(Records excerpted from a collection)
━━━━━━━━━━
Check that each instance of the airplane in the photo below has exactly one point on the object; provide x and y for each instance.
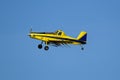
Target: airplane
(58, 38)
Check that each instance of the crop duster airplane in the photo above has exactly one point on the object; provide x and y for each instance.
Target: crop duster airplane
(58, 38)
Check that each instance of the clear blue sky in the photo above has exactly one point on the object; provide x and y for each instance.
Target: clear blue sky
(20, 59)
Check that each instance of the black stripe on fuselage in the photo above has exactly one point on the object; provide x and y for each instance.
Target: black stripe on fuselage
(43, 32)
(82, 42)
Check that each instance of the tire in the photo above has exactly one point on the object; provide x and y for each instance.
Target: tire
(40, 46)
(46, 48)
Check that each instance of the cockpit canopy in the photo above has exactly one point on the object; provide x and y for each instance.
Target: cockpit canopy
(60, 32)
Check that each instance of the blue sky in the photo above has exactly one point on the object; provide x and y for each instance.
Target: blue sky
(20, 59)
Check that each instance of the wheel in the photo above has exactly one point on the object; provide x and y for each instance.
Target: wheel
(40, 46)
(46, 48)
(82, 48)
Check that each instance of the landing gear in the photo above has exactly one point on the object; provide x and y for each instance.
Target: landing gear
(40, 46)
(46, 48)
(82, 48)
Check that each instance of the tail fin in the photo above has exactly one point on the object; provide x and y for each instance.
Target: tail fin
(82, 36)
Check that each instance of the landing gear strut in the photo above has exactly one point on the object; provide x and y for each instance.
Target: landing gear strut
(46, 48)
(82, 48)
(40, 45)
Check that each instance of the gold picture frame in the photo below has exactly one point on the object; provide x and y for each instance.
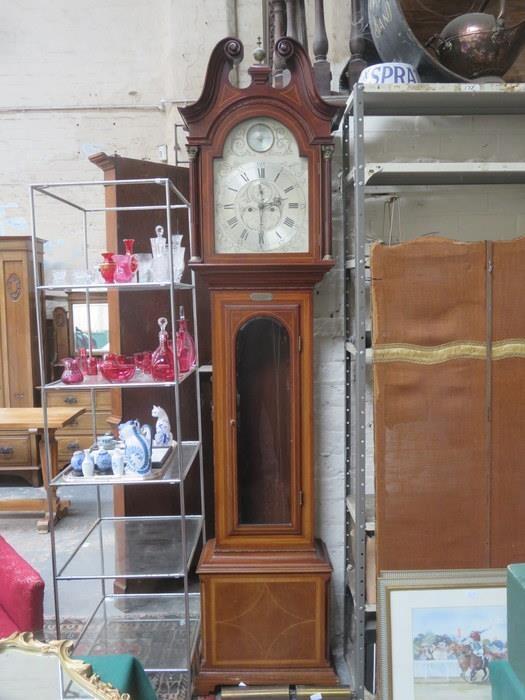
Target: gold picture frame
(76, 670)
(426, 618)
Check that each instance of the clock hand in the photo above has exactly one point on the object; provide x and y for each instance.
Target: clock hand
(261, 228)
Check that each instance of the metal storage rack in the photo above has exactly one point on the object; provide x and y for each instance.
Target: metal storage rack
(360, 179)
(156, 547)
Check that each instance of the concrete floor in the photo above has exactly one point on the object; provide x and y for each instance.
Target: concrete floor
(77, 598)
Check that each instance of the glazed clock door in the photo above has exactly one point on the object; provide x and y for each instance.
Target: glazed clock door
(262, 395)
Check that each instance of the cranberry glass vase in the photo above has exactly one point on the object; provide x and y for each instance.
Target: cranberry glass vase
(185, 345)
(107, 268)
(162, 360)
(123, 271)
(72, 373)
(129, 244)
━━━━━━━━━━
▶ **Problem description**
Working from the entries above, reproduce exactly and only the lines beginning with the line that has "Check that each instance of the cockpit" and ending with the line that has "Check that each instance of the concrete"; omit all pictures.

▶ **Exercise solution**
Check that each instance of the cockpit canopy in the photo above has exactly one point on the object; provide x and y for each instance.
Target: cockpit canopy
(60, 32)
Check that each instance of the blue sky in the photo above has exactly one point on the object; provide x and y for each instance.
Target: blue sky
(20, 59)
Check that each instance of the wheel in the photo above has exactly one point on the object; provide x and y for each instance.
Target: wheel
(40, 46)
(46, 48)
(82, 48)
Check that each instance of the landing gear in the photo above has exactly one point on the object; provide x and y for each instance.
Target: landing gear
(40, 46)
(46, 48)
(82, 48)
Check that each instance of the tail fin in the photo above has exactly one point on the object; provide x and y for each instance.
Target: tail fin
(82, 36)
Check that each instance of the landing gear strut in the photo above has exactly one point on the object; provide x and y for each instance.
Target: landing gear strut
(46, 48)
(82, 48)
(40, 45)
Check that each instance of the gold picture frame in the photo below has exactly one point on the object; provide x and y for each instance.
Target: gold picture frame
(76, 670)
(426, 618)
Check that each instance of the clock hand in the photo above has exactly one point on the object; provide x and y for each instance.
Target: clock hand
(261, 228)
Check that each instance of the metal storage rack in the photo above has exactly one point on the object; provide x and y for each instance.
Target: metal storage rack
(360, 179)
(156, 547)
Check that each instance of the concrete floor in the photo above has exactly one point on the object; provide x and y for each instance.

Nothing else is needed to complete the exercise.